Extract every line in the records below that contains the string "shrub", matching case exactly.

PROVIDED ENTRIES:
>> BEGIN
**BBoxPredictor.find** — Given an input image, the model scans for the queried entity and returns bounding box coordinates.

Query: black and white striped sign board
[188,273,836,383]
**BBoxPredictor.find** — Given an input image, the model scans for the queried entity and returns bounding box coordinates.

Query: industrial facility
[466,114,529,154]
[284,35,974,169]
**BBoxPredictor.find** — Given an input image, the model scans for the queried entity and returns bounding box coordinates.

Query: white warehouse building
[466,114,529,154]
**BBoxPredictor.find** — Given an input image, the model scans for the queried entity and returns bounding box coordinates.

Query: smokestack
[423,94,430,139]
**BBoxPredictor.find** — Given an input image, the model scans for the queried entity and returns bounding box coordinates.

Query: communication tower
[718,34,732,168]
>> END
>> BEGIN
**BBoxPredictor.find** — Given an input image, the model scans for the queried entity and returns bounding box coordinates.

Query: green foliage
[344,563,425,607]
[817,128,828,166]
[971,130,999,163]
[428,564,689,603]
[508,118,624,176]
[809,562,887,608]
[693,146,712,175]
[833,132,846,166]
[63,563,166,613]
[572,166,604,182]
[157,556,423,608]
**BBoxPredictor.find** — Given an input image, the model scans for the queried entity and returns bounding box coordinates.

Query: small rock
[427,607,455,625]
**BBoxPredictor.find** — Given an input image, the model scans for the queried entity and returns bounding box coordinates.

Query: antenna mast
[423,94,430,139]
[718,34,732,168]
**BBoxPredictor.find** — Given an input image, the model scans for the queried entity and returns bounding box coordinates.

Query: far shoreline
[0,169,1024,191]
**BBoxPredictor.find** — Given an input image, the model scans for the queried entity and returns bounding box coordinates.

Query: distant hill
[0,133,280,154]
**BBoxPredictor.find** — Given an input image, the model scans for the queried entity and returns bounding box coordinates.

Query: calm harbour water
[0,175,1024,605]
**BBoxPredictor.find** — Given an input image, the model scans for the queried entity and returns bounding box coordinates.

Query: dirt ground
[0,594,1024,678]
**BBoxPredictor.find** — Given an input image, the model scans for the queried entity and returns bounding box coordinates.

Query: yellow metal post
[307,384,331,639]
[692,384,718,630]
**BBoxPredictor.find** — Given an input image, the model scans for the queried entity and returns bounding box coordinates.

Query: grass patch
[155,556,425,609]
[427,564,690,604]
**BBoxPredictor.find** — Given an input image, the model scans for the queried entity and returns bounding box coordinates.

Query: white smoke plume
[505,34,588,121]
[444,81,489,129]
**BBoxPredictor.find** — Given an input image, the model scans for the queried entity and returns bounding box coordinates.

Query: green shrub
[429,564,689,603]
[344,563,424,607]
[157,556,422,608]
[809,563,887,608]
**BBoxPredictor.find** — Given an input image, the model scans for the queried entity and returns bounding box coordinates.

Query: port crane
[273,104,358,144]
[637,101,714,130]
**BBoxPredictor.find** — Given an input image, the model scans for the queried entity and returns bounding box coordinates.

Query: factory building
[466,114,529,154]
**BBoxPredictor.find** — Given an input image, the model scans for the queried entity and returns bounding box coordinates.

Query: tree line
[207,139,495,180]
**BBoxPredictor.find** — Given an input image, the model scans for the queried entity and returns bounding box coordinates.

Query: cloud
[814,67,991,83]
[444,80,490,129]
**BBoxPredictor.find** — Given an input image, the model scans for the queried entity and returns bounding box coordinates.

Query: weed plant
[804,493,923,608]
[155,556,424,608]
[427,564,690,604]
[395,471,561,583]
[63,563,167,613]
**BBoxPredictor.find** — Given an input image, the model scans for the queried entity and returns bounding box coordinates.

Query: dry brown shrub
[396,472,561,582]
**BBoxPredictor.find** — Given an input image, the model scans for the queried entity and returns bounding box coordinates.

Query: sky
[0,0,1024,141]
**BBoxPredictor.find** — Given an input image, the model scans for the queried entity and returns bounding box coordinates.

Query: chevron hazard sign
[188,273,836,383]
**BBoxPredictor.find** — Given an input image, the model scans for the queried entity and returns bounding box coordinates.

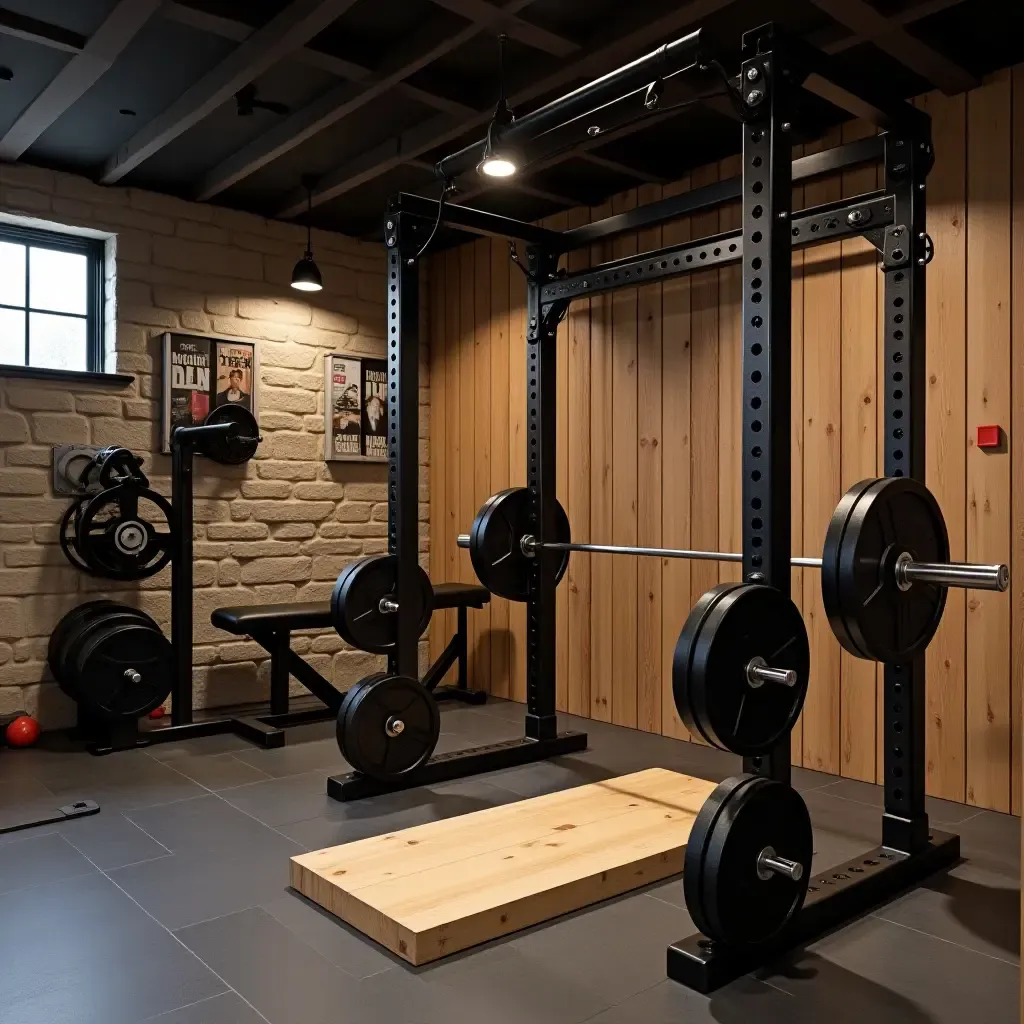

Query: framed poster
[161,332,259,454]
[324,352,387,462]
>> END
>> BEGIN
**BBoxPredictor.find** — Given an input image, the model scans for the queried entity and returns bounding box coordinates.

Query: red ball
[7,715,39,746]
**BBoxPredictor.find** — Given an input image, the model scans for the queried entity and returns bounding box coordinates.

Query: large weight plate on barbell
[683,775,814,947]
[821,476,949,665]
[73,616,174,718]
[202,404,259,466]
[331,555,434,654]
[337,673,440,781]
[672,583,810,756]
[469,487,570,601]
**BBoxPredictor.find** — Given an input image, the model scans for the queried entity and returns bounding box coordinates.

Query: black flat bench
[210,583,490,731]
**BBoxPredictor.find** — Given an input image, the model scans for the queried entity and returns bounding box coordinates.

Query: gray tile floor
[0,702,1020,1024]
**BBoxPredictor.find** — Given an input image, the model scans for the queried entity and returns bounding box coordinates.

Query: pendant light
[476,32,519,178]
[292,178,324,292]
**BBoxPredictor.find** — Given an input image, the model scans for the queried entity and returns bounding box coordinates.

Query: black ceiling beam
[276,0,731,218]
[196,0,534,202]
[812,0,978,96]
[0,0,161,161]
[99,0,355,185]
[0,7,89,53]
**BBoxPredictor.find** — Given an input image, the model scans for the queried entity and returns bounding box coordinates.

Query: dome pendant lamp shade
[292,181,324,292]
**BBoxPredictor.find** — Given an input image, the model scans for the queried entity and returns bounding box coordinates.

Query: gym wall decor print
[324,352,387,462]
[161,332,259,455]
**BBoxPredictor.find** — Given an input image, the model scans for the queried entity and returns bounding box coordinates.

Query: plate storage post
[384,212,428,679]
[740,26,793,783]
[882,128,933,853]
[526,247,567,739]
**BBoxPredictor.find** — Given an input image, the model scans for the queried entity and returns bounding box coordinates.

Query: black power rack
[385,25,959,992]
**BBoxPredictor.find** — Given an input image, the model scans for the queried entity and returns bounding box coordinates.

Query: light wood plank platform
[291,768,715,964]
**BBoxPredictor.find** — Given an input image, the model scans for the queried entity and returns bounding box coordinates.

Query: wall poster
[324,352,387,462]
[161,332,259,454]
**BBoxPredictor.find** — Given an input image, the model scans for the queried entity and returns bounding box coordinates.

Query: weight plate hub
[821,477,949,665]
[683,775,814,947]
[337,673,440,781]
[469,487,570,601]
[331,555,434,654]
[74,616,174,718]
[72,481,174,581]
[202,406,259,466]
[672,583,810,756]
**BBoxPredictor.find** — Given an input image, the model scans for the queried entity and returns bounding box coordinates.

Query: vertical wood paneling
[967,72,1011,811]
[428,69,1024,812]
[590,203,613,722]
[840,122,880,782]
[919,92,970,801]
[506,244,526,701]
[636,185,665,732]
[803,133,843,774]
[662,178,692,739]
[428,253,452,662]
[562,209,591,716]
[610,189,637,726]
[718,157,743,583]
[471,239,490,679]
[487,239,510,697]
>> END
SOLUTION:
Query: green shrub
Query: dry brown shrub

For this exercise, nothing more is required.